— BEGIN Entries shown —

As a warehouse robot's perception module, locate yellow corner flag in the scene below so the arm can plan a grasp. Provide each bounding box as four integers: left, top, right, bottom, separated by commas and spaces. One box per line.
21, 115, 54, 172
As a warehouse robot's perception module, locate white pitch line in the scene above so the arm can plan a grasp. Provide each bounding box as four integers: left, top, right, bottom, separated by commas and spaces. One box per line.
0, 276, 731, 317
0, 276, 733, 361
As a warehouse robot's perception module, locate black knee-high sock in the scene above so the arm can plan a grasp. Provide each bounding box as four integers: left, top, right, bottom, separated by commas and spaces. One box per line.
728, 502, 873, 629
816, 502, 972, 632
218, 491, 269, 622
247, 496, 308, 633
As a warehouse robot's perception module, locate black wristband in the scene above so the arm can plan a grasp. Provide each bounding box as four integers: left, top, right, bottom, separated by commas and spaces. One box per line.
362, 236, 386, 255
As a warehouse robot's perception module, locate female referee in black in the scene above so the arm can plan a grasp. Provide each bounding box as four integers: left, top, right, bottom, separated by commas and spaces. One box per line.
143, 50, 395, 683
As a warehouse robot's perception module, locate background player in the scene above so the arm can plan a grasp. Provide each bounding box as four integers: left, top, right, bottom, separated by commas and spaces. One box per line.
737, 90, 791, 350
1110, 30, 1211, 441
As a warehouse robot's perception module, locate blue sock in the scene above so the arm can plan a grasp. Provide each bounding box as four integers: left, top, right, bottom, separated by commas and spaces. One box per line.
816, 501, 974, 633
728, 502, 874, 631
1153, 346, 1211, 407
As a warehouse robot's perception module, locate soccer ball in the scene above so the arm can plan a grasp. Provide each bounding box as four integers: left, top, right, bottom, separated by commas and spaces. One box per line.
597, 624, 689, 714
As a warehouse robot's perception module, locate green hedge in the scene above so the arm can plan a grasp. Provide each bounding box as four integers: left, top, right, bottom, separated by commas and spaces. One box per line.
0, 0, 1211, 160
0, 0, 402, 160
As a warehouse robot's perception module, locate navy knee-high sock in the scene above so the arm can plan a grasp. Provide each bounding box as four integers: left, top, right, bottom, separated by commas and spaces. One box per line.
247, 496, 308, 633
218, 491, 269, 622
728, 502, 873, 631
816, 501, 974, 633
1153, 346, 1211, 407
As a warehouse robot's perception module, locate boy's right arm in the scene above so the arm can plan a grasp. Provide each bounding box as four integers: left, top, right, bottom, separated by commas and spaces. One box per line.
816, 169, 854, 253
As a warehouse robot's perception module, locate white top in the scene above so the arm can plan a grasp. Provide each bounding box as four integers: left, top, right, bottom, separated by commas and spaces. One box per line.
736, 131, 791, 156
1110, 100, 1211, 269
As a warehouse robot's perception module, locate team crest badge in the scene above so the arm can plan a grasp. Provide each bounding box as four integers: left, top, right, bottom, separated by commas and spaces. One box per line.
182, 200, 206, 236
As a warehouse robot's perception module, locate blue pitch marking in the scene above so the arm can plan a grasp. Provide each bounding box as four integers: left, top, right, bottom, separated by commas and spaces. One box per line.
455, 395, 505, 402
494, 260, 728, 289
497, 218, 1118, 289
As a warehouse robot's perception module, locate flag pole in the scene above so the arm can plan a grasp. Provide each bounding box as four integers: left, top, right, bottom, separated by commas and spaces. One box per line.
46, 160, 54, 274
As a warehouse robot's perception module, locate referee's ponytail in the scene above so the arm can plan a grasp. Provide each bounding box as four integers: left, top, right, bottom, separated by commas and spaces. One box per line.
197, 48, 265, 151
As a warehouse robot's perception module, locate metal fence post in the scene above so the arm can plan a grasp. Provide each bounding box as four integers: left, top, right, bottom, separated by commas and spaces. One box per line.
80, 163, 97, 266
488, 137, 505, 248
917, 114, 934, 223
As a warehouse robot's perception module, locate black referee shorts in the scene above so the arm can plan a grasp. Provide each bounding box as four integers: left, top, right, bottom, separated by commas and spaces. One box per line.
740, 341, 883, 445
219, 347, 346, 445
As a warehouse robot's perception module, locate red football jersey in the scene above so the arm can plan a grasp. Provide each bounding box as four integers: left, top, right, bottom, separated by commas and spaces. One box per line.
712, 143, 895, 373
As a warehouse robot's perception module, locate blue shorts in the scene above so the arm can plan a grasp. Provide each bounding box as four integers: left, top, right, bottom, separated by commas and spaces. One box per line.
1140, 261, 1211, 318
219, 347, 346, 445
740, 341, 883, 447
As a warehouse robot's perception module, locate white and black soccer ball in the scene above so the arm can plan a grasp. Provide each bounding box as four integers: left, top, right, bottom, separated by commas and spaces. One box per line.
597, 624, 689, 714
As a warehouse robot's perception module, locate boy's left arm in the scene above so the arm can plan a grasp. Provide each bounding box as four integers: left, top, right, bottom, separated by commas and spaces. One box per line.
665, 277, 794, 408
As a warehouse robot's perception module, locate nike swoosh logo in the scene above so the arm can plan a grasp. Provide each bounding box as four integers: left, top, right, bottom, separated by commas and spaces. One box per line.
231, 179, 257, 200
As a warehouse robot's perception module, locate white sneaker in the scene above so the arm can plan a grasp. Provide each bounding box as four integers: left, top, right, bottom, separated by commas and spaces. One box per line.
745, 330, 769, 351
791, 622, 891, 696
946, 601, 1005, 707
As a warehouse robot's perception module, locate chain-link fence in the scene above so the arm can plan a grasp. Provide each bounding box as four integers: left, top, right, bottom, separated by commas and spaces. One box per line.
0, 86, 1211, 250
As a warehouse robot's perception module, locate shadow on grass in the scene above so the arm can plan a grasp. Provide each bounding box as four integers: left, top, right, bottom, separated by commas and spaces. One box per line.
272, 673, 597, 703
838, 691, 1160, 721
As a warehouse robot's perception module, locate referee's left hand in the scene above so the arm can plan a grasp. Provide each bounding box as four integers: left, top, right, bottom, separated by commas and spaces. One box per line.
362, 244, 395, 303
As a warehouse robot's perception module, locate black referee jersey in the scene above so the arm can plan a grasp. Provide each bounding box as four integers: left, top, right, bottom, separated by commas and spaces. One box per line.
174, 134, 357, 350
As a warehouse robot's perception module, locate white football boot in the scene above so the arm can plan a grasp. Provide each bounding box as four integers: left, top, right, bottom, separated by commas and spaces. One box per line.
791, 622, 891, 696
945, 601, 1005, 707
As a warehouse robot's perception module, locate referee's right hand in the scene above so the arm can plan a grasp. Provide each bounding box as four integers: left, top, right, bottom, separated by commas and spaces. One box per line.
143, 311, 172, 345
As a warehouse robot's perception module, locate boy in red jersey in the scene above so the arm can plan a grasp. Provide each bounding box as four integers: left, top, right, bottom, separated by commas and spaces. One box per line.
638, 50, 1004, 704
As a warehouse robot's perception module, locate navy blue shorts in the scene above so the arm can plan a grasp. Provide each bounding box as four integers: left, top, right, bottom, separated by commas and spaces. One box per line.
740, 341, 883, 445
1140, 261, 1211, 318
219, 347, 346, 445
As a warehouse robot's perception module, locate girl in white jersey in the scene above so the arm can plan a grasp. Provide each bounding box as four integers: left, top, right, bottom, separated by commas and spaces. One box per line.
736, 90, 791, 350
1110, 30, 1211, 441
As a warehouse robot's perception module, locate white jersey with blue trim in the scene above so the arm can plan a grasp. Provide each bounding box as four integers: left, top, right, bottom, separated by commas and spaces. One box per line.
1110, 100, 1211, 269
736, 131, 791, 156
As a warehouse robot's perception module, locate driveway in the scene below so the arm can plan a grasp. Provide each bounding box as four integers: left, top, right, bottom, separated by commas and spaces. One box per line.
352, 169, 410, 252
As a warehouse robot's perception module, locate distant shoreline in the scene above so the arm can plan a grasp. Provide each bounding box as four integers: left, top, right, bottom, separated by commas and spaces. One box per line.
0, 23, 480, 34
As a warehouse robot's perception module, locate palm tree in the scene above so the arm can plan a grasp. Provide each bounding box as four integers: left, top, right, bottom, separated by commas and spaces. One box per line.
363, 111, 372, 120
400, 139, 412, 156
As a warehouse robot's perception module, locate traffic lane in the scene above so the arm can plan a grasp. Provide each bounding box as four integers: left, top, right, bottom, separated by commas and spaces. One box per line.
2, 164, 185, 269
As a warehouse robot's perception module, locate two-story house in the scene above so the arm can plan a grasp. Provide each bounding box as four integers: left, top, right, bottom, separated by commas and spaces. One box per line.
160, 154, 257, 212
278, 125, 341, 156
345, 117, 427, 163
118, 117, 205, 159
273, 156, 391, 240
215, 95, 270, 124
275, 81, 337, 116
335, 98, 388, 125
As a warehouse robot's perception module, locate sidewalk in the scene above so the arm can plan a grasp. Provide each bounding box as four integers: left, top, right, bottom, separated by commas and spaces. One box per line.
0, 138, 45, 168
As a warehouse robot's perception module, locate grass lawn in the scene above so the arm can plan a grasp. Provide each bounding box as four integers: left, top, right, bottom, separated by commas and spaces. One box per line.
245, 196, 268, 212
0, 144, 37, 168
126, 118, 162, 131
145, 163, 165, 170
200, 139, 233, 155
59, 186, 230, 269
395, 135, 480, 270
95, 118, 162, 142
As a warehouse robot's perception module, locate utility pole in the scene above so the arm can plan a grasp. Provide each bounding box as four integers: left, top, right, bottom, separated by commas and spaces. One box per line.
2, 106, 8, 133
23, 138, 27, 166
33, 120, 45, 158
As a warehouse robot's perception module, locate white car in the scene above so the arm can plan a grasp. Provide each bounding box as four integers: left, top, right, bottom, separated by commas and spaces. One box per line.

— END Entries shown —

→ **What you need to do**
Please rewrite the entries starting at the first line and ending at the line that contains "21, 115, 54, 172", keeping the requests unchanged. In the answers, multiply every bounding-box coordinate by 2.6 and round to a whole number, with halves rounded up.

→ **Expected output**
As a warehouse robot's perception module, locate yellow corner flag in the scene below so the arm can plan a grasp. Provide each bounding box as four integers: left, top, right, bottom, separated by commas and spaces. One box per line.
55, 299, 140, 447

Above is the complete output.